* **Page excerpt**
** Begin **
Sort strings alphabetically with Solr - sorting

Context
I have a string field for 'title' that I want to sort alphabetically. I use Solr 4.10.2 for search and sort. Since strFields are case-sensitive by default, I am noticing that Solr is sorting my titles via ASCII sort (capital letters have priority over lowercase letters) and not alphabetically.
Current behavior (asc sort)
Mathematics: Introduction to Algebra
Mathematics: an introduction
Desire behavior (asc sort)
Mathematics: an introduction
Mathematics: Introduction to Algebra
Code in schema.xml
<fieldType name="string_ci" class="solr.TextField" sortMissingLast="true" omitNorms="true">
<analyzer type="query">
<tokenizer class="solr.KeywordTokenizerFactory"/>
<filter class="solr.LowerCaseFilterFactory"/>
</analyzer>
</fieldType>
<field name="string" stored="false" type="string_ci" multiValued="false" indexed="true"/>
Even after restarting Solr, reindexing, the sort is still ASCII sort

The field must be lowercased at index time.
** End **
* **Recorded information**
** Begin **
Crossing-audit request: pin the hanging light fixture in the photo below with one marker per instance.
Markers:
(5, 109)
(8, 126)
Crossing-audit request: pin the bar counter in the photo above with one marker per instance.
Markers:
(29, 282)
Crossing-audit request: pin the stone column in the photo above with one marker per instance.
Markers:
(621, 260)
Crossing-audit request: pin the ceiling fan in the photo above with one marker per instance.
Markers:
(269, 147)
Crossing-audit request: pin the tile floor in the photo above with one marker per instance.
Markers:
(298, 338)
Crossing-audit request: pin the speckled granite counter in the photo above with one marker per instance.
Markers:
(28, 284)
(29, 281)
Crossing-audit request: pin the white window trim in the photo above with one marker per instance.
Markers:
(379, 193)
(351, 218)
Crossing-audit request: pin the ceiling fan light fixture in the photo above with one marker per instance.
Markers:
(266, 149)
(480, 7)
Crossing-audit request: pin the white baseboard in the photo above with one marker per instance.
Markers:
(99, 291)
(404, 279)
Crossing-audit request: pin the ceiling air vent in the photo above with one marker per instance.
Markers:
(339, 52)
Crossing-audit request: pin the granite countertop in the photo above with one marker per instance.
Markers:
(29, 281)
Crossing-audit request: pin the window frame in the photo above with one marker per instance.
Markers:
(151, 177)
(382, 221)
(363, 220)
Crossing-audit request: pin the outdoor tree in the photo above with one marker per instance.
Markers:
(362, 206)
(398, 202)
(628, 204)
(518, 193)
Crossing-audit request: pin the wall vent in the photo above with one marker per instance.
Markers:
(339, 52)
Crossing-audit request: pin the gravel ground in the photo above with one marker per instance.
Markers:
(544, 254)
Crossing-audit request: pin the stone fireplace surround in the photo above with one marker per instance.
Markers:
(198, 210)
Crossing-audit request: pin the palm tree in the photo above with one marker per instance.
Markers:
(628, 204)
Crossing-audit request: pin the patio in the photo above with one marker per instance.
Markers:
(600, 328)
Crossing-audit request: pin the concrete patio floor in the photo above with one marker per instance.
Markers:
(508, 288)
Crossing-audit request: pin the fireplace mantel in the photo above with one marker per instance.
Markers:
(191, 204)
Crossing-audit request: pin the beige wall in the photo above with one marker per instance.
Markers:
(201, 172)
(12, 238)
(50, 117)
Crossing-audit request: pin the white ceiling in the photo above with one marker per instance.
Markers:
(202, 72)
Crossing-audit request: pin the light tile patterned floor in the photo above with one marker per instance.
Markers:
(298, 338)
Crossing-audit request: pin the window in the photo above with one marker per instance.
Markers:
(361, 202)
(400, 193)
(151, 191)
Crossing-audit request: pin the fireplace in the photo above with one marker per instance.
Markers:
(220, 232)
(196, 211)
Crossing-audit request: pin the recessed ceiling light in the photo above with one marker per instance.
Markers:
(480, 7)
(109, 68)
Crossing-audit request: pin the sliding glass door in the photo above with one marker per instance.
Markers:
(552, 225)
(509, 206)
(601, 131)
** End **
* **Written tasks**
a. Repeat the passage of the Solr sorting thread that begins at "Sort strings alphabetically" and ends at "and not alphabetically.".
b. Pick out every line of the records that contains the word "fireplace", and list those lines.

* **Results for each task**
a.
Sort strings alphabetically with Solr - sorting

Context
I have a string field for 'title' that I want to sort alphabetically. I use Solr 4.10.2 for search and sort. Since strFields are case-sensitive by default, I am noticing that Solr is sorting my titles via ASCII sort (capital letters have priority over lowercase letters) and not alphabetically.

b.
Crossing-audit request: pin the stone fireplace surround in the photo above with one marker per instance.
Crossing-audit request: pin the fireplace mantel in the photo above with one marker per instance.
Crossing-audit request: pin the fireplace in the photo above with one marker per instance.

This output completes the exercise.